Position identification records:
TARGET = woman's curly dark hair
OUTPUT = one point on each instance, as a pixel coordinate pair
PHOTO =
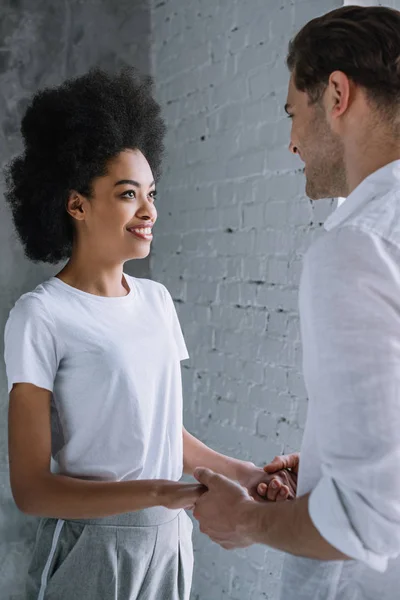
(70, 133)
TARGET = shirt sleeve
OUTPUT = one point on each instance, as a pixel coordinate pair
(351, 353)
(30, 345)
(175, 326)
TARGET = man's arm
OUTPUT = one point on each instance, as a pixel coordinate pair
(254, 479)
(289, 528)
(232, 519)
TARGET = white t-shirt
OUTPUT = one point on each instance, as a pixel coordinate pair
(113, 367)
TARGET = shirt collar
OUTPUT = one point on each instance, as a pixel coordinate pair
(382, 179)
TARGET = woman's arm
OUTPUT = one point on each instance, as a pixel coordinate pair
(38, 492)
(196, 454)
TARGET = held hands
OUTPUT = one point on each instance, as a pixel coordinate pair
(229, 513)
(275, 482)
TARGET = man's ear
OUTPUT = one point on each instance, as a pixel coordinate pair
(338, 94)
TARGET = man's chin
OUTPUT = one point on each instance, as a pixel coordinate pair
(314, 193)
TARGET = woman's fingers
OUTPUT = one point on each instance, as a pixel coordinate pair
(286, 461)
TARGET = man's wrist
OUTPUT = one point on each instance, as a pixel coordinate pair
(243, 471)
(254, 521)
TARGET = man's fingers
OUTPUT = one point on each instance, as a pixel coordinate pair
(283, 494)
(274, 489)
(204, 475)
(262, 489)
(286, 461)
(275, 465)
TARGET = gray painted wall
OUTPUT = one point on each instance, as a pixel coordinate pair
(41, 43)
(233, 225)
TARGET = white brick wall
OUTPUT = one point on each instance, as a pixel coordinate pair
(233, 226)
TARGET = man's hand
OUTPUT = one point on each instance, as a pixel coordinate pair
(278, 486)
(223, 511)
(289, 465)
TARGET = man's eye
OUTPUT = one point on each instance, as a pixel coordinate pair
(129, 194)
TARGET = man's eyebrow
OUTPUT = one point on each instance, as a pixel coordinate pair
(130, 182)
(287, 108)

WRITTEN REQUEST: Swap "pixel coordinate pair" for "pair of pixel coordinates" throughout the listing above, and write out the entire listing again with nothing else changed. Omit the pictures.

RIGHT ANSWER:
TARGET = woman's curly dark hair
OUTPUT = one point on each instance, as a pair of pixel coordinates
PHOTO =
(70, 133)
TARGET = shirt sleeve
OUTPUT = one point on each instance, as a pair of pixel coordinates
(351, 353)
(30, 345)
(175, 326)
TARGET = man's arm
OUTPUT = one point on each instance, as a pair of pixel coordinates
(254, 479)
(289, 528)
(232, 519)
TARGET = white t-shirt
OUTPUT = one point on each instance, as a pair of pixel coordinates
(113, 367)
TARGET = shirt collar
OUTPUT = one point on each instance, as a pair of pixel coordinates
(382, 179)
TARGET = woman's arm
OUTPUT = one point on each instance, as a pair of pixel coordinates
(38, 492)
(196, 454)
TARGET = held hands
OUTPUT = one point on each instance, as a pair of pixel coordinates
(229, 513)
(275, 482)
TARGET = man's ear
OUTPUT = one point on each instance, as a pair of pixel coordinates
(338, 94)
TARGET = man's chin
OUTPUT = one point on each instance, as a pair of pixel coordinates
(314, 193)
TARGET = woman's fingers
OUTPUT = one point on each instance, as a pair of pixel coordinates
(286, 461)
TARGET = man's wrist
OUTPUT = one point on each instance, as a pair of pixel coordinates
(243, 471)
(254, 521)
TARGET = man's fingers
OUTPUT = one point on each instance, as a pair of pixel coordinates
(283, 494)
(274, 489)
(204, 475)
(262, 489)
(286, 461)
(275, 465)
TARGET = gray painted wall
OUTPUT = one point on each instance, as a pair of pixel coordinates
(41, 43)
(233, 225)
TARGET = white brick wall
OUTPUT = one point on each instance, as a pair of pixel coordinates
(233, 226)
TARGET = man's hand
OUTPUT = one point on each instance, as a pair of pixel coordinates
(278, 486)
(223, 511)
(289, 465)
TARGET = man's eye
OUTPUT = one point on each instance, as a pair of pixel coordinates
(129, 194)
TARGET = man's eyebrow
OUTPUT = one point on each instance, as a pair of pixel coordinates
(130, 182)
(287, 108)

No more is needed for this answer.